** AIM OF THE EXERCISE **
Present the stretch of the records from the line containing "One point lands on every instance of the dirt" through the line containing "pixel 27 33" as a Markdown table with the columns Number and Content. Give each line its own numbered row and leave out blank lines.

** PROVIDED DATA **
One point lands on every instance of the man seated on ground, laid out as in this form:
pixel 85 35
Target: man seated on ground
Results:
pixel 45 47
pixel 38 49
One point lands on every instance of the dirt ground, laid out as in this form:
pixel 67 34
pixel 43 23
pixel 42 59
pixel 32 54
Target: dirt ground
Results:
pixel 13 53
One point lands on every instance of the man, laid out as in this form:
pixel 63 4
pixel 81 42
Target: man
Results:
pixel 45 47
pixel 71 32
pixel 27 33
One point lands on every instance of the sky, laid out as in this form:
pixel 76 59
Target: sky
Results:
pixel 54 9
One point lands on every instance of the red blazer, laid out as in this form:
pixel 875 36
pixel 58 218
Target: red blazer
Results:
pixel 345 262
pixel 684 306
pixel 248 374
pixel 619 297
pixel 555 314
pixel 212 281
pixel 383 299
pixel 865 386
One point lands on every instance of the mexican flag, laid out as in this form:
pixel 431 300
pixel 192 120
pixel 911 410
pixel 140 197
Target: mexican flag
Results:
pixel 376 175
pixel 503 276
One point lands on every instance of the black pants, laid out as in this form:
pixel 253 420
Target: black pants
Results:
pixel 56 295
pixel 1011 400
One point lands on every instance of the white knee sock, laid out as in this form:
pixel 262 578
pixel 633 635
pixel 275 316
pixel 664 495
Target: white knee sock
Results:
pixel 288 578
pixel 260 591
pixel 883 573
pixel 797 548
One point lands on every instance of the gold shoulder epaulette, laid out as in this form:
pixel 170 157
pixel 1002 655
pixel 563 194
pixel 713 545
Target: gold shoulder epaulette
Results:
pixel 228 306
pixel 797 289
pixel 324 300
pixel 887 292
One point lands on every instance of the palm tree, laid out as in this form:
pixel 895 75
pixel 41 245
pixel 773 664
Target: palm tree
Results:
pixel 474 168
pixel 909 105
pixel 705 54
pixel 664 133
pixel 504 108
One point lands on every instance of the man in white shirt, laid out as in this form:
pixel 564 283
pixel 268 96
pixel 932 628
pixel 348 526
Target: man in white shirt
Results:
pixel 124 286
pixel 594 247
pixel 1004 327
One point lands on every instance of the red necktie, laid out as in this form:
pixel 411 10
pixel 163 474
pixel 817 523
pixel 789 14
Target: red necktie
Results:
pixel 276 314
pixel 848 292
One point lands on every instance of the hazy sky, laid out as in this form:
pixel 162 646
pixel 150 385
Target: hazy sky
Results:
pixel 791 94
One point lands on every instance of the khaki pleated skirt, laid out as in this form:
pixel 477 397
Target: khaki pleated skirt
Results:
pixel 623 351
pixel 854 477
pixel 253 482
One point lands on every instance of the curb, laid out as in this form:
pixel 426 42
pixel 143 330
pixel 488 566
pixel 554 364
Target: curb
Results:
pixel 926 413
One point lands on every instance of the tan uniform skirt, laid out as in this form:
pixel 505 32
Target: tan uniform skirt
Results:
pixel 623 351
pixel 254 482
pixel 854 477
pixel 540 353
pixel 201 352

** RESULT **
| Number | Content |
|---|---|
| 1 | One point lands on every instance of the dirt ground, laid out as in this form: |
| 2 | pixel 67 34 |
| 3 | pixel 43 23 |
| 4 | pixel 42 59 |
| 5 | pixel 32 54 |
| 6 | Target: dirt ground |
| 7 | Results: |
| 8 | pixel 13 53 |
| 9 | One point lands on every instance of the man, laid out as in this form: |
| 10 | pixel 63 4 |
| 11 | pixel 81 42 |
| 12 | Target: man |
| 13 | Results: |
| 14 | pixel 45 47 |
| 15 | pixel 71 32 |
| 16 | pixel 27 33 |